These classes contain methods for searching and ranking torrents on tracker sites.
	
Class hierarchy within the sites package (top to bottom):
	SimpleSearch extends Rating;
	Rating extends BuildCache;
	KATBuildCache extends KATGrep;
		 
----------------------
The Traversal Routine:
----------------------
The sites packages hold all the methods necessary for traversing sites and running queries except for actually downloading the HTML, this is handled by the connect packages.
	
This API traverses the target site very similarly to the way a user would. The basic pattern is as follows: 
	
search term --> search URI --> search URI HTML --> all detail pages URIs --> detail page HTML --> find size, seeds, leeches, other torrent info
	
String searchTerm: The the music/movie title the user is searching
i.e "Some song"

String mediaType: The type of media you are searching (right now only songs and movies)
i.e "movie"

String searchURI: The URI generated by the sites.Grep.createParsedURI method
i.e searchURI = createParsedURI("mySearch", "movie")

ITEMS:
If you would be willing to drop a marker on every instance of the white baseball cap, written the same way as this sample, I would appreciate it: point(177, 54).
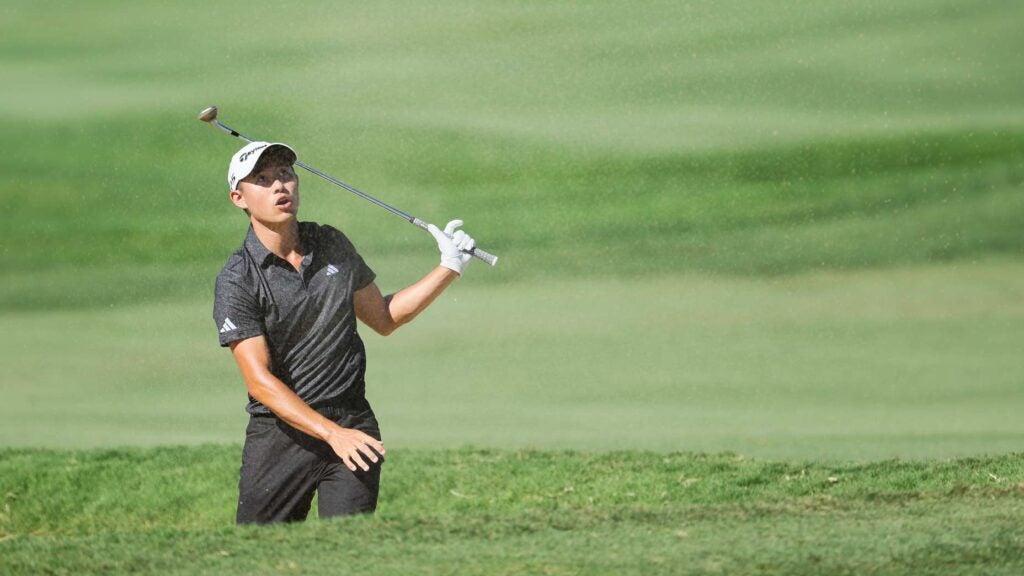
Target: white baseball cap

...

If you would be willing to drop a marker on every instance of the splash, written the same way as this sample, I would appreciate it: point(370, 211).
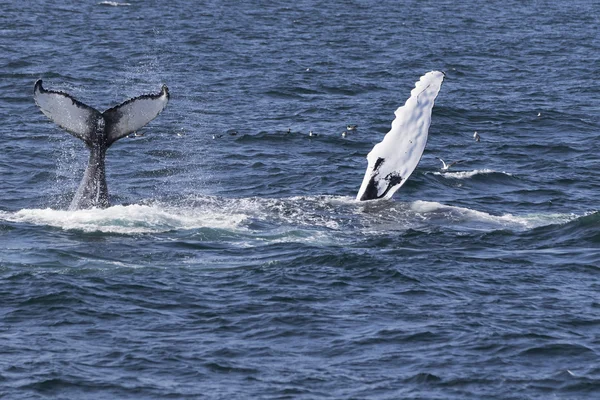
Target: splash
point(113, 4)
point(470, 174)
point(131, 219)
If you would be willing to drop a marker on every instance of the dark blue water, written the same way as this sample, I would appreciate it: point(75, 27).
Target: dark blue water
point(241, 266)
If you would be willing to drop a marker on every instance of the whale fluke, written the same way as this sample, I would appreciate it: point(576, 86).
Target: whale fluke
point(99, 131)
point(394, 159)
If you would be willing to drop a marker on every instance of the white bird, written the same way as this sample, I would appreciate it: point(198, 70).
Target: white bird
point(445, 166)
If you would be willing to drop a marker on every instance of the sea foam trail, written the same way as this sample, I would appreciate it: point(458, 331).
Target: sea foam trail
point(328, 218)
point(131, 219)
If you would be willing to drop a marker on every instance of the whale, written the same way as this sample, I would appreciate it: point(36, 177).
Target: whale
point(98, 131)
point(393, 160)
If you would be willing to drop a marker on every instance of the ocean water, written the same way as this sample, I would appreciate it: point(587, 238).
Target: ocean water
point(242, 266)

---

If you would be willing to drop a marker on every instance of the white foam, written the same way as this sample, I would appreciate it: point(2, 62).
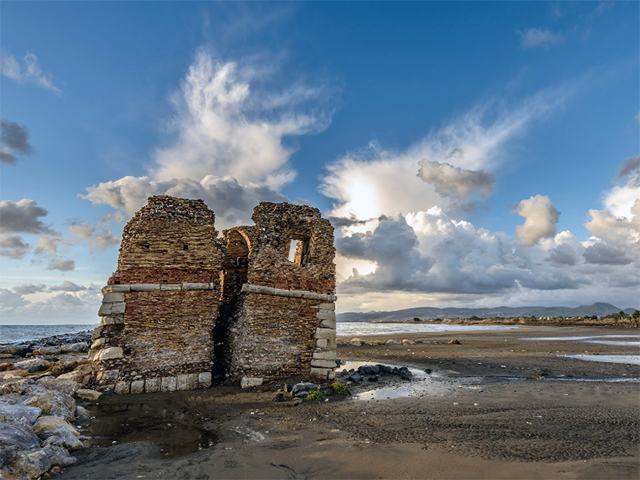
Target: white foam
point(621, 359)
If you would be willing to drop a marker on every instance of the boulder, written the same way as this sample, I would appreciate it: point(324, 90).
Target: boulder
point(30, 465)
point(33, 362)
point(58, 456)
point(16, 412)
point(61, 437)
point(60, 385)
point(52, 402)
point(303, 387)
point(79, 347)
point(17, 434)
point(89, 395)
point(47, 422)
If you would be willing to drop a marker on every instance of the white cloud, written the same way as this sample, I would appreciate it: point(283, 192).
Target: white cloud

TASK 1: In the torrent search notes, name every class that appears in the class hierarchy lines.
TASK 2: Using the torrent search notes, decide whether each statement agrees with the text, answering yes or no and quoting the words that settle it. (a) The sites packages handle downloading the HTML. (b) The API moves through the target site much as a user would. (c) The media type can currently be set to books.
TASK 3: Shorten the paragraph of the torrent search notes that begins "The sites packages hold all the methods", keeping its main facts.
The records have no connection to the text about the torrent search classes.

FULL OUTPUT 1: SimpleSearch, Rating, BuildCache, KATBuildCache, KATGrep

FULL OUTPUT 2:
(a) No: "except for actually downloading the HTML, this is handled by the connect packages"
(b) Yes: "This API traverses the target site very similarly to the way a user would."
(c) No: "(right now only songs and movies)"

FULL OUTPUT 3: The sites packages contain every method for traversing sites and running queries. Downloading the HTML is left to the connect packages.